● **AIM**: Find every row below that contains the word "green", with case counting, and copy each of those rows in full.

● **RECORDS TO USE**:
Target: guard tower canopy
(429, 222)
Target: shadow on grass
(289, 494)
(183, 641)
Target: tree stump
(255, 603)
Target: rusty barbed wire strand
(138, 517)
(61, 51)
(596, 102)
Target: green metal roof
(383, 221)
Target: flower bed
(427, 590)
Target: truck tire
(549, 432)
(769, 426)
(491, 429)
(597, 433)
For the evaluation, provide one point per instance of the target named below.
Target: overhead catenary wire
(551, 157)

--

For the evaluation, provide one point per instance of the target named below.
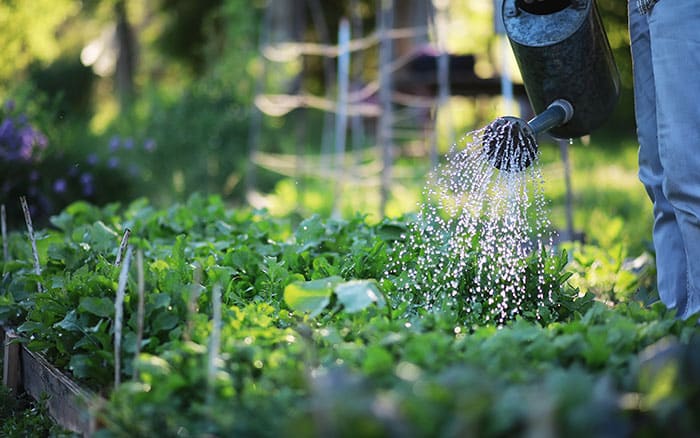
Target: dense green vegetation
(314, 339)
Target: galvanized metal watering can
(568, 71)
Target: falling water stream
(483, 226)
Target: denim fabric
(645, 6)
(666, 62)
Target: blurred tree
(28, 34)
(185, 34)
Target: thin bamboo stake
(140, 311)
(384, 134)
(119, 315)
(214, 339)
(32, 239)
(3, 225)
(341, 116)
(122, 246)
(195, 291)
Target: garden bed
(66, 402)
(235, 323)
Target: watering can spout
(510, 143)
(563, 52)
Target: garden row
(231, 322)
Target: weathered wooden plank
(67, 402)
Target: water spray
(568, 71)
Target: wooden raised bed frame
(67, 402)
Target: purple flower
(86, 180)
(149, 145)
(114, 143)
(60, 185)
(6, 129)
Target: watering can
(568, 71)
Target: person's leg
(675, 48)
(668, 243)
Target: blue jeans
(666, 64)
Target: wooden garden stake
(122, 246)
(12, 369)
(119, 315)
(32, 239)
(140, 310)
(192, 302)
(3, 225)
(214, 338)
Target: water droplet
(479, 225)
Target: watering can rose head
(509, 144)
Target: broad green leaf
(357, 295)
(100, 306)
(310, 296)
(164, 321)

--

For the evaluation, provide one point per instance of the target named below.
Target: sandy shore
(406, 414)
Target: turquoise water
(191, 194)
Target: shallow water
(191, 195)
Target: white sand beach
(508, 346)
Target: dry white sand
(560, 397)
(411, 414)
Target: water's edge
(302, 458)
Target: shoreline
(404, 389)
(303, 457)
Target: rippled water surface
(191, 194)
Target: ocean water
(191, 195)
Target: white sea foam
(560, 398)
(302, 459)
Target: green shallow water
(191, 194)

● **EXPECTED OUTPUT**:
Target: green metal roof
Target: dense green vegetation
Target: broad green leaf
Target: green shallow water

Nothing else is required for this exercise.